### What the task requires
Please pull out every line below that contains the word "water", copying each one in full. Case counts.

### Extracted material
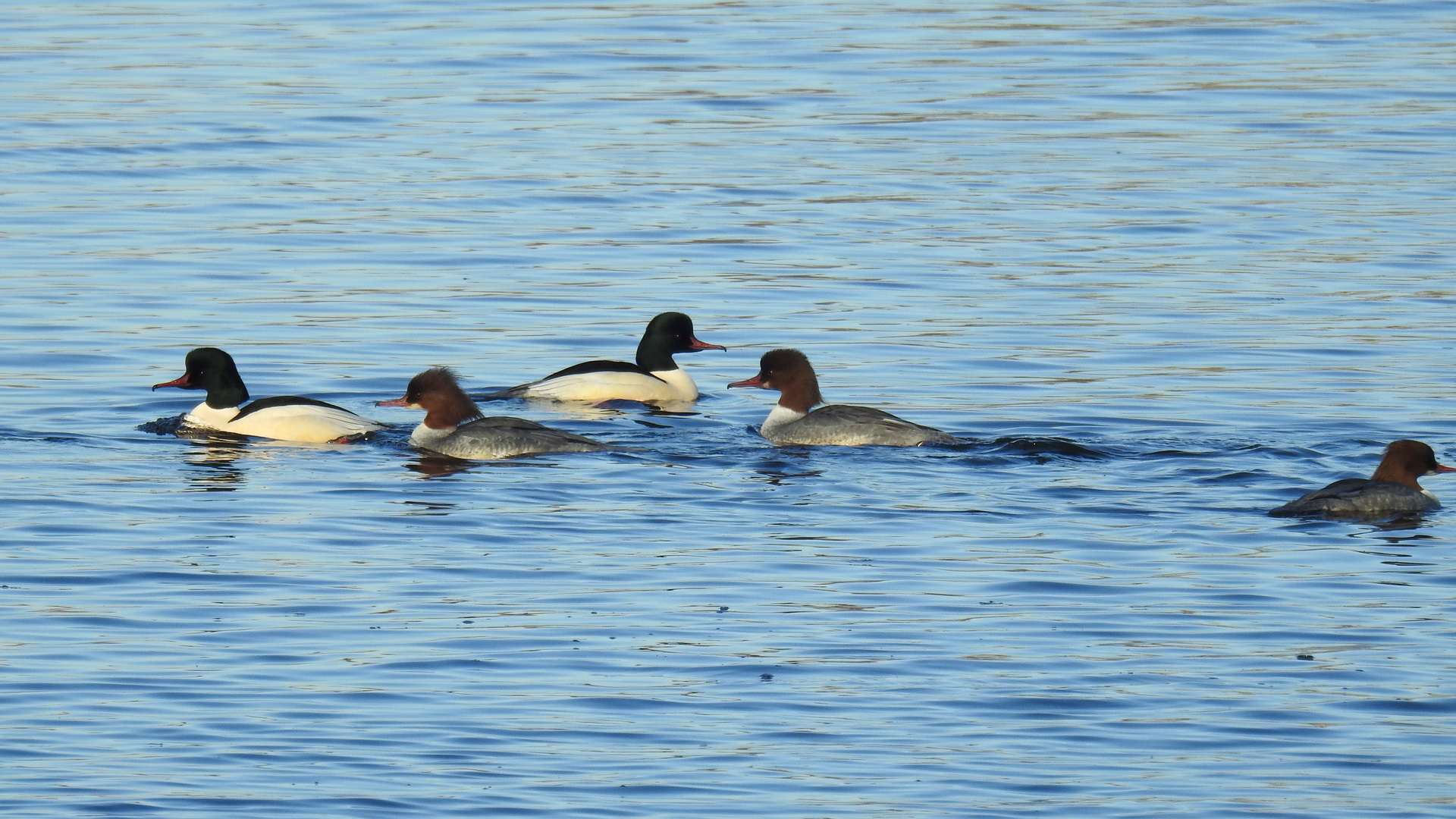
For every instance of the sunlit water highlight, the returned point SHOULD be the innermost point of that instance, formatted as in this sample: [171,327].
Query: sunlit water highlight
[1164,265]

--

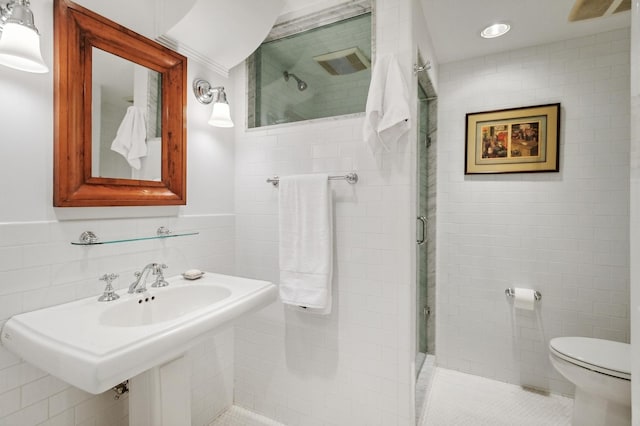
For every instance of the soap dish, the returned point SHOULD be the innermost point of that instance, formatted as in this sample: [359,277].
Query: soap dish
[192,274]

...

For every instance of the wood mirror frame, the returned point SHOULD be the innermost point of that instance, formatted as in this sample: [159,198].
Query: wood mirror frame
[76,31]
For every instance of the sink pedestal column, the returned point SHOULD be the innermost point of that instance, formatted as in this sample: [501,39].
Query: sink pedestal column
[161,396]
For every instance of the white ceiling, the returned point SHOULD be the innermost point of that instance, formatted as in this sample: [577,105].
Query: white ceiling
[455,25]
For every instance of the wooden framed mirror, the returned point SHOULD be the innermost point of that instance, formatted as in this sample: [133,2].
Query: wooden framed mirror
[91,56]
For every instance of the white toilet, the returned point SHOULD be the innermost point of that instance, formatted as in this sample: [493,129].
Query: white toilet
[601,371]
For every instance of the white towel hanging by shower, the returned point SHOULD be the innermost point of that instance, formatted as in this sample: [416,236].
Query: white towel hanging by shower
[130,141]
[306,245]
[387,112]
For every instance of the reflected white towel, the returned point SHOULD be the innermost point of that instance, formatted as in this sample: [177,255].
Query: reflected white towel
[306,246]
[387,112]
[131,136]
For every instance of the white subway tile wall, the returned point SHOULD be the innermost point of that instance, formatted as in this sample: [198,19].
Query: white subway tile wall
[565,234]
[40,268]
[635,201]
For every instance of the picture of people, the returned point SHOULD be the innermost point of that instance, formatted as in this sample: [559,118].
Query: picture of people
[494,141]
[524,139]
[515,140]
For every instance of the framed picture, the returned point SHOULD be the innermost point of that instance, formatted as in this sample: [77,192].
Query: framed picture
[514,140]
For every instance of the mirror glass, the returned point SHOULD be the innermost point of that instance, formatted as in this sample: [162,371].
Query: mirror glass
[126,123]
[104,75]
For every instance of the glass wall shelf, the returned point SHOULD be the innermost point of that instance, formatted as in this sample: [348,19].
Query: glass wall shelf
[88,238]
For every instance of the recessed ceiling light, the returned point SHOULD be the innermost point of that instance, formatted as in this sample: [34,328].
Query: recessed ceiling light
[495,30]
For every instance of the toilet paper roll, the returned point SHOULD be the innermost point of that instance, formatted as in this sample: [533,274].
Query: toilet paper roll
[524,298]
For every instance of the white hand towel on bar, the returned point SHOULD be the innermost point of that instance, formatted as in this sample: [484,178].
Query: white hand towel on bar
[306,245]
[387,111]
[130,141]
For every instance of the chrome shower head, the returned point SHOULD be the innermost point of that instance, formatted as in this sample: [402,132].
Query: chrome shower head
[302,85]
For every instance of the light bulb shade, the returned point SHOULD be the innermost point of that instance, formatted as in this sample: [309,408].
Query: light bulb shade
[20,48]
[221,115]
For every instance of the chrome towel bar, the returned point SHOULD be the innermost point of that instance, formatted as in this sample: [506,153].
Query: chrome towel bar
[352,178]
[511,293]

### Answer to the task
For every instance of the sunlit water highlight, the returned point SHOULD be the innermost point of that instance, formatted as in this sample: [171,327].
Query: sunlit water highlight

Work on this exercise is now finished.